Основные принципы, определяющие рассказ от имени Рафаэля Гитлодея, принимавшего участие в одной из экспедиций Америго Веспуччи и якобы увидевшего Утопию, очень просты. Мор глубоко убежден (и в этом проявляется безусловное влияние оптимизма гуманистов), что достаточно следовать здравому смыслу и элементарным законам природы, которые находятся с разумом в безукоризненной гармонии, чтобы избежать того зла, которое отягощает общество.
Утопия не представляла социальной программы для реализации, но определяла принципы, предназначенные к тому, чтобы стать нормативной функцией, и посредством намеков, постоянно указывала на социальные недуги и методы их лечения.
Ключевым пунктом является отсутствие частной собственности. Уже Платон в "Государстве" говорил, что собственность разделяет людей барьером "мое" и "твое", между тем как "общность" имущества восстанавливает единство. Где нет собственности, там нет "моего" или "твоего", но все "наше". И Мор, вдохновленный Платоном, предлагает обобществить все имущество.
Кроме того, в Утопии все граждане равны между собой. Исчезает неравенство имущественное, исчезают различия в социальном статусе. Жители Утопии занимаются хозяйством и кустарными промыслами, избегая социального неравенства.
Работают не по принуждению и не весь день (как это было в те времена), а по шесть часов в день, для того, чтобы оставить время для развлечений и занятий другого рода.
В Утопии, кроме того, есть священники, отдающие себя религиозному служению, но если кто-то рождается с особыми способностями и наклонностями, может посвятить себя изучению "словесности". Жители Утопии миролюбивы, следуют здоровому образу жизни, допускают различные религиозные культы, в почитании Бога отличаются терпимостью.

**Что нужно сделать**
**A.** Сколько часов в день работают жители Утопии, согласно фрагменту об «Утопии»?
**B.** Определите, соответствуют ли фрагменту об «Утопии» утверждения (i), (ii) и (iii). Для каждого ответьте «да» или «нет» и приведите точную цитату, которая это решает. (i) В Утопии отсутствует частная собственность. (ii) Утопия задумана как социальная программа для реализации. (iii) Жители Утопии допускают лишь один религиозный культ.
**C.** Продолжите, пожалуйста, фрагмент об «Утопии», начав сразу после его последнего предложения.
Строки для этой работы не нужны.

**Приведенные строки**
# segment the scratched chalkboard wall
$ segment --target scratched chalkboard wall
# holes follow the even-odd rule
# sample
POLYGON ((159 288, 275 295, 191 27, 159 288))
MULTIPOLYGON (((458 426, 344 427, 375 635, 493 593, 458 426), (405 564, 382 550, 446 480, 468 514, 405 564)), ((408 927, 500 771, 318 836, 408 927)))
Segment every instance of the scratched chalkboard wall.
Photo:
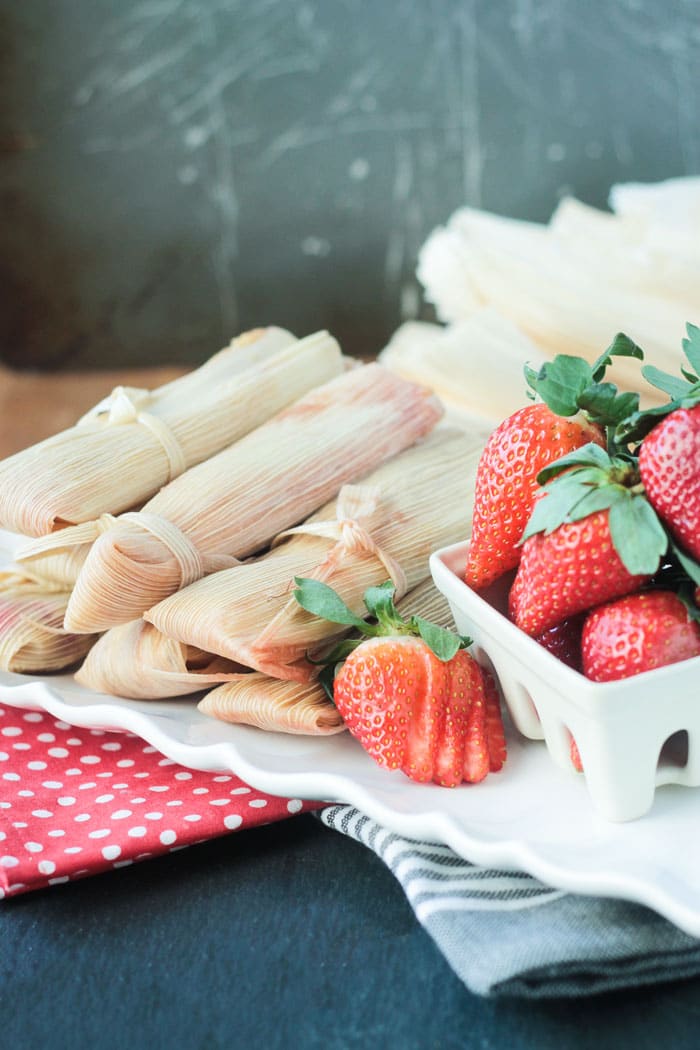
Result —
POLYGON ((352 353, 459 205, 700 170, 697 0, 0 0, 0 359, 352 353))

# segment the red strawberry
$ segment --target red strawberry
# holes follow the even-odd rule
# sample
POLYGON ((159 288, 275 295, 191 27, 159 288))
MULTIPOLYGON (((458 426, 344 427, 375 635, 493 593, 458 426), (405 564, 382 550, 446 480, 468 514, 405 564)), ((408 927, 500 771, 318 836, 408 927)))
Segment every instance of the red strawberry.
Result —
POLYGON ((581 651, 588 678, 629 678, 700 655, 700 625, 672 591, 643 591, 589 613, 581 651))
POLYGON ((497 695, 494 706, 482 668, 462 648, 468 639, 420 617, 401 620, 390 584, 365 592, 367 610, 377 620, 373 625, 356 616, 325 584, 296 583, 295 597, 304 609, 365 635, 341 643, 326 662, 335 668, 336 707, 380 765, 447 788, 483 780, 492 761, 503 765, 497 695), (338 669, 340 658, 344 663, 338 669))
POLYGON ((482 671, 463 649, 443 663, 421 638, 368 638, 336 674, 333 697, 385 769, 447 788, 489 772, 482 671))
POLYGON ((581 670, 581 630, 584 627, 584 613, 578 616, 570 616, 568 620, 555 624, 549 630, 543 631, 535 637, 544 649, 547 649, 560 659, 563 664, 572 667, 574 671, 581 670))
POLYGON ((700 560, 700 404, 676 408, 646 435, 639 472, 649 502, 700 560))
POLYGON ((630 573, 613 546, 608 510, 537 532, 523 544, 510 591, 510 616, 536 636, 594 605, 639 590, 649 576, 630 573))
POLYGON ((537 475, 561 456, 595 442, 599 426, 556 416, 546 404, 519 408, 493 432, 476 470, 465 581, 482 588, 514 568, 518 542, 538 491, 537 475))

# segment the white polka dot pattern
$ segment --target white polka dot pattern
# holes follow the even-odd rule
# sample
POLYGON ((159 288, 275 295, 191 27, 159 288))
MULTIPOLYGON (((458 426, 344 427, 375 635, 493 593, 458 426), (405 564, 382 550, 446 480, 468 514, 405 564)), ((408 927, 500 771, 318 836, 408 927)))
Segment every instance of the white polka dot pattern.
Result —
POLYGON ((77 731, 9 707, 0 763, 0 900, 322 804, 185 770, 131 733, 77 731))

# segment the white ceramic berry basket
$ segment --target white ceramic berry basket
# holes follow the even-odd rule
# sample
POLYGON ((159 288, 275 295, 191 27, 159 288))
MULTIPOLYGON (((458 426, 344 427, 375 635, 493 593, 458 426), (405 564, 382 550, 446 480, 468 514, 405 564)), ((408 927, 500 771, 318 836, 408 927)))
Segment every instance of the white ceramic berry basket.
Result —
POLYGON ((478 594, 463 582, 468 545, 436 551, 430 569, 471 652, 494 671, 515 728, 544 739, 572 776, 576 740, 596 810, 635 820, 662 784, 700 786, 700 656, 633 678, 598 684, 563 664, 507 620, 504 578, 478 594))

**Ответы по заданиям**
**A.** По шесть часов в день.

**B.**
(i) Да: «Ключевым пунктом является отсутствие частной собственности».
(ii) Нет: «Утопия не представляла социальной программы для реализации».
(iii) Нет: «допускают различные религиозные культы».

**C.**
Вот одна из заключительных страниц книги, направленная против богачей всех времен и против богатства (интересный парадокс: легко ли обеспечить существование при запрете на деньги, которые изобретены как раз для облегчения жизни): "И эти очень плохие люди со своей ненасытной жадностью поделили между собой все то, чего хватило бы на всех! Сколь далеко им, однако же, до счастья государства утопийцев! Совсем уничтожив само употребление денег, утопийцы избавились от алчности. Какое множество бед отсекли они, какую жатву преступлений вырвали они с корнем! Ибо кому не известно, что с уничтожением денег отомрут обманы, кражи, грабежи, раздоры, возмущения, тяжбы, распри, убийства, предательства, отравления, каждодневно наказывая, люди скорее мстят за них, чем их обуздывают; к тому же одновременно с деньгами погибнут страх, тревога, заботы, тяготы и бессонные ночи. Даже сама бедность, которой одной только, казалось, и нужны деньги, после полного уничтожения денег тут же сама исчезнет" (цит. по: Т.Мор. Изб. соч. М. Наука, 1978, стр. 276—277).
Л.Фирпо не без основания заметил, что "Утопия" одна из немногих книг, о которых можно сказать, что они повлияли на ход истории: "В них человек, измученный насилием несправедливого общества, заявляет протест, который никогда уже не будет заглушен. Первый из бессильных реформаторов, замкнутый в мире чрезмерно глухом и слишком враждебном для того, чтобы выслушать его, он обучал, как вести борьбу тем единственным способом, который остается безоружным людям культуры, которые обращаясь к будущим векам, набрасывают программу не затем, чтобы призывать к непосредственному действию, но чтобы будоражить сознание. И по сей день блестящие реалисты, которых мир называет словом "утописты", делают именно то единственное, что им дано: как мореплаватели, потерпевшие кораблекрушение у необитаемого острова, они бросают потомкам сообщение в бутылке".